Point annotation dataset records
* * *

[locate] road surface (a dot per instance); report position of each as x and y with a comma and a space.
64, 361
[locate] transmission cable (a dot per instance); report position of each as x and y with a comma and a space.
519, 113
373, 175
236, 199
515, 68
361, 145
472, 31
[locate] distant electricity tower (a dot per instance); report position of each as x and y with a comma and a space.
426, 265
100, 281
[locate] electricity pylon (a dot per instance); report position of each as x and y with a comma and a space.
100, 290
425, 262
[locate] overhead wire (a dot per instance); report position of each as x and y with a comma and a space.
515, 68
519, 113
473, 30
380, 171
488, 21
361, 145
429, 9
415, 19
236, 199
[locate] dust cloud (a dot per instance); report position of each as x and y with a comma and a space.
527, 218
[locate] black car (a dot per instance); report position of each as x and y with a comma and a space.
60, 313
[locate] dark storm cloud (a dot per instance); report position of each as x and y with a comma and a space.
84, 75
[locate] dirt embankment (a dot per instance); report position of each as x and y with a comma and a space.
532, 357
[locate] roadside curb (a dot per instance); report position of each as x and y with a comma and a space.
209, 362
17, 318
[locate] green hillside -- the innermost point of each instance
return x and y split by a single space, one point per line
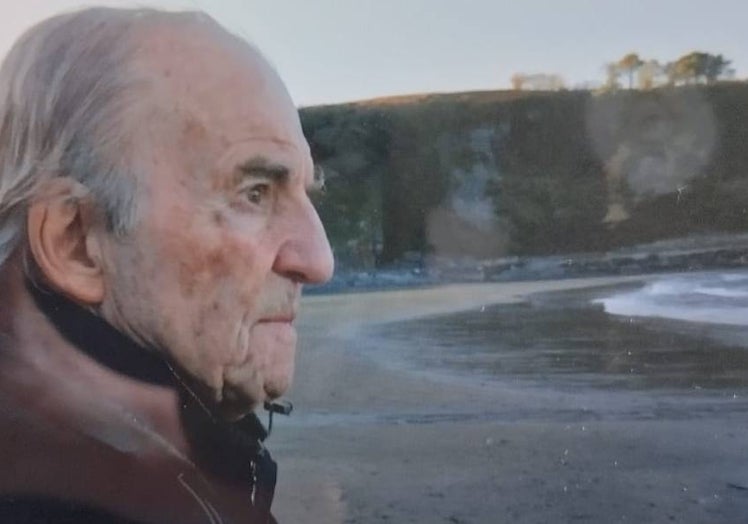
491 174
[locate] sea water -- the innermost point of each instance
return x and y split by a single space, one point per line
676 331
715 298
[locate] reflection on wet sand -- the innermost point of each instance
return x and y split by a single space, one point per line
565 339
524 412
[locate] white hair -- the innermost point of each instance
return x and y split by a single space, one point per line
69 103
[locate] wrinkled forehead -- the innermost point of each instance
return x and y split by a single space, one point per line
219 83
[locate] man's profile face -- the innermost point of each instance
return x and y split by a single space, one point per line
227 235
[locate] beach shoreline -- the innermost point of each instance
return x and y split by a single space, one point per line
371 442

* * *

§ **REQUIRED TASK**
Locate the line containing "[locate] dirt embankment" in the records above, then output it and every line after it through the last, excluding pictures.

§ **TASK RESPONSE**
[locate] dirt embankment (a dot per instance); report position of each as x and y with a comma and a space.
532, 357
[locate] roadside curb (a dot per instance); report position of each as x and y with a comma and a space.
209, 362
17, 318
[locate] green hillside -- the innermost point of each instance
return x and y split by a single space, one point per line
491 174
[locate] sea water -- the innermost point of each instance
return x and y split by a single space, one point per line
676 331
715 298
[locate] reflection on wet sand -- the innermost point of each instance
return x and y split by a single space, one point per line
565 339
524 412
[locate] white hair -- the innermost point of each instance
return x and y split by a single space, one point per line
69 103
[locate] wrinkled forehead -- the innermost point of each instance
return x and y split by a single space, one point per line
219 83
[locate] man's profile face -- the innermost point of each instance
return x and y split by a single space, one point per line
227 235
[locate] beach shoreline -- the innermost point of each instance
return x and y split by a single space, one point per line
371 442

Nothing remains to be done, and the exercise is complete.